» **TEXTE DE RÉFÉRENCE**:
- - - -
La conséquence de cet antagonisme politique et économique ne sera évidemment pas la rupture. Mais ce que j’en redoute le plus, c’est que les Américains, déçus et découragés, renoncent à un moment donné à leurs efforts de faire le bonheur de la France et de l’Europe malgré elles. On n’ose pas penser quel serait le résultat politique et économique d’une attitude pareille. Espérons que l’accueil qui sera fait au Président Wilson à son retour aux Etats-Unis lui permettra de continuer son œuvre de justice sans fléchissement et sans défaillance.
Je vous remercie, M. le Conseiller fédéral, de la dépêche par laquelle le Gouvernement a bien voulu proposer de régler d’une façon définitive ma situation ici.4 Pour ma part je me rallie entièrement à ses propositions. M. le Ministre Dunant, avec qui j’en ai parlé dans un esprit de cordialité et de franchise complètes, fait certaines réserves. Si le projet de m’introduire auprès des délégations principales par une visite faite à deux ne lui paraît pas réalisable, peut-être conviendrait-il d’aviser simplement les légations intéressées à Berne de ma présence ici, en les priant de bien vouloir en aviser leurs gouvernements. Moins on mettra de forme à tout cela et plus je serai satisfait, car je tiens essentiellement, dans l’intérêt même des démarches dont je suis chargé, à la plus grande liberté de mouvement et tout ce qui tend à me faire entrer dans les cadres convenus de la diplomatie tend du même coup à restreindre cette liberté.
- - - -
» **DONNÉES DE L'EXERCICE**:
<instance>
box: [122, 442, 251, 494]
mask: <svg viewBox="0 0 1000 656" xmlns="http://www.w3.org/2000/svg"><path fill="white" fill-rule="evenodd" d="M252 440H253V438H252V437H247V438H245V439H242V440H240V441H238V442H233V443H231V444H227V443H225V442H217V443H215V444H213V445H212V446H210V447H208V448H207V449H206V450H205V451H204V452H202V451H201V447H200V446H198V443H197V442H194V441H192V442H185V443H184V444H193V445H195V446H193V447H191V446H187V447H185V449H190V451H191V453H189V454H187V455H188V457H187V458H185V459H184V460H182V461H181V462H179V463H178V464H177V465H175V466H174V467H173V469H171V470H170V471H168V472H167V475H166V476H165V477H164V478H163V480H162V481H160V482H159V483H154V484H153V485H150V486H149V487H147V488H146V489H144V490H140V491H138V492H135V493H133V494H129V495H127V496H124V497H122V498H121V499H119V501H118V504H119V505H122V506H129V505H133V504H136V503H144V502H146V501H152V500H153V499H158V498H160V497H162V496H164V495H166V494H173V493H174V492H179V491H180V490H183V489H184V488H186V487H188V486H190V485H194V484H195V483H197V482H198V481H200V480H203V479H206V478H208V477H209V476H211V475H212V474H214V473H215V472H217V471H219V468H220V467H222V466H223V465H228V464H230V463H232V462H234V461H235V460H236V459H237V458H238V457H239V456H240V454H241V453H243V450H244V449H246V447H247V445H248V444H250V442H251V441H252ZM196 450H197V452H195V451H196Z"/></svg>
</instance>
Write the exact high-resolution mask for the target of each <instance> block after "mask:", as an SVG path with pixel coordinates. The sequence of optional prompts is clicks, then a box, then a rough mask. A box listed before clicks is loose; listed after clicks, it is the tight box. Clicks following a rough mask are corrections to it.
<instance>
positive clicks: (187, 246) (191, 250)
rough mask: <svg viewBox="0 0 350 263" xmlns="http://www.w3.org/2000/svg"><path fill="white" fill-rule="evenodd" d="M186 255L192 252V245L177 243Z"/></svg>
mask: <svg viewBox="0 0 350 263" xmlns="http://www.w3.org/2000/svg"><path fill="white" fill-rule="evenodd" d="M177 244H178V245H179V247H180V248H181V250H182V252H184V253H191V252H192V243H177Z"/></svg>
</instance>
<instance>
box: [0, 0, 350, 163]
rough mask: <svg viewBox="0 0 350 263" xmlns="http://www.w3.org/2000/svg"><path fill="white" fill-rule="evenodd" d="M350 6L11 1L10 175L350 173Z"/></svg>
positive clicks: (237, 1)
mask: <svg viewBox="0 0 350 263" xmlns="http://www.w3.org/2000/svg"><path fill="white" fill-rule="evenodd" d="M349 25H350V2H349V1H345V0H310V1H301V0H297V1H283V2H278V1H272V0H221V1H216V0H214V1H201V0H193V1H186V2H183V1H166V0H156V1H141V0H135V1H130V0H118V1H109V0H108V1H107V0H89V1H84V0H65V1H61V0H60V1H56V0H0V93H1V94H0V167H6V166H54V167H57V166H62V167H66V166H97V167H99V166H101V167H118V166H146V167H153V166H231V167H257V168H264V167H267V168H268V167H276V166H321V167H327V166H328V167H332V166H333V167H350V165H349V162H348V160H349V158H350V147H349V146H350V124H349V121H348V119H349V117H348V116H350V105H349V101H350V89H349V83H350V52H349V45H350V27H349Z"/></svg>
- - - -
» **ACTIVITÉS**:
(1) D'après le texte de référence, quel ministre émet certaines réserves sur les propositions du Gouvernement ?
(2) Sélectionnez toutes les lignes qui contiennent la chaîne « clicks ».

» **CORRIGÉ DES EXERCICES**:
(1) M. le Ministre Dunant.

(2)
Write the exact high-resolution mask for the target of each <instance> block after "mask:", as an SVG path with pixel coordinates. The sequence of optional prompts is clicks, then a box, then a rough mask. A box listed before clicks is loose; listed after clicks, it is the tight box. Clicks following a rough mask are corrections to it.
positive clicks: (187, 246) (191, 250)
positive clicks: (237, 1)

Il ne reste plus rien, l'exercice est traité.